Work to complete. Convert the listing below into a JSON list of strings with one string for each line, leaving out any blank lines.

Data for the task.
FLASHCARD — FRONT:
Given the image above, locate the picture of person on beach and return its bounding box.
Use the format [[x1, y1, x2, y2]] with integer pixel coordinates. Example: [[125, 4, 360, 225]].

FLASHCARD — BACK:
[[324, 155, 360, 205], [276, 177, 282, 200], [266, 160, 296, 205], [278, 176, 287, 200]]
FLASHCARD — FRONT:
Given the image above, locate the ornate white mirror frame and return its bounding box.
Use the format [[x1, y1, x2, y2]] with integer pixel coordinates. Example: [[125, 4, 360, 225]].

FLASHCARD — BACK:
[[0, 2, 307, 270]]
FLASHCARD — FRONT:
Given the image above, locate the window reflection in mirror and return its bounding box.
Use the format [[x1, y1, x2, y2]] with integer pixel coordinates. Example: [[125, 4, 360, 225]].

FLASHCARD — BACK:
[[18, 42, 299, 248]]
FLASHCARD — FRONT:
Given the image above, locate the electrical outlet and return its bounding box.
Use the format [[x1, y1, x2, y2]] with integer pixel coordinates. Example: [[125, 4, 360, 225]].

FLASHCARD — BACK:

Written solution.
[
  "FLASHCARD — FRONT:",
  "Given the image above, locate the picture of person on beach and return its bounding box.",
  "Use the format [[x1, y1, x2, y2]] with integer pixel coordinates. Example: [[125, 4, 360, 225]].",
  "FLASHCARD — BACK:",
  "[[324, 155, 360, 205], [276, 177, 282, 200], [266, 160, 296, 205], [278, 176, 287, 200]]",
  "FLASHCARD — FRONT:",
  "Given the image above, locate the ornate white mirror frame and return its bounding box.",
  "Use the format [[x1, y1, x2, y2]] with integer pixel coordinates. Example: [[125, 4, 360, 225]].",
  "FLASHCARD — BACK:",
  "[[0, 2, 307, 270]]",
  "FLASHCARD — FRONT:",
  "Given the image above, locate the window reflection in mirror and return its bounding box.",
  "Use the format [[x1, y1, x2, y2]] with integer pixel coordinates. Example: [[125, 4, 360, 225]].",
  "FLASHCARD — BACK:",
  "[[18, 42, 299, 248]]",
  "FLASHCARD — FRONT:",
  "Given the image above, locate the electrical outlet and return its bounding box.",
  "Use the format [[x1, y1, x2, y2]] with integer pixel coordinates. Example: [[125, 4, 360, 225]].",
  "FLASHCARD — BACK:"
]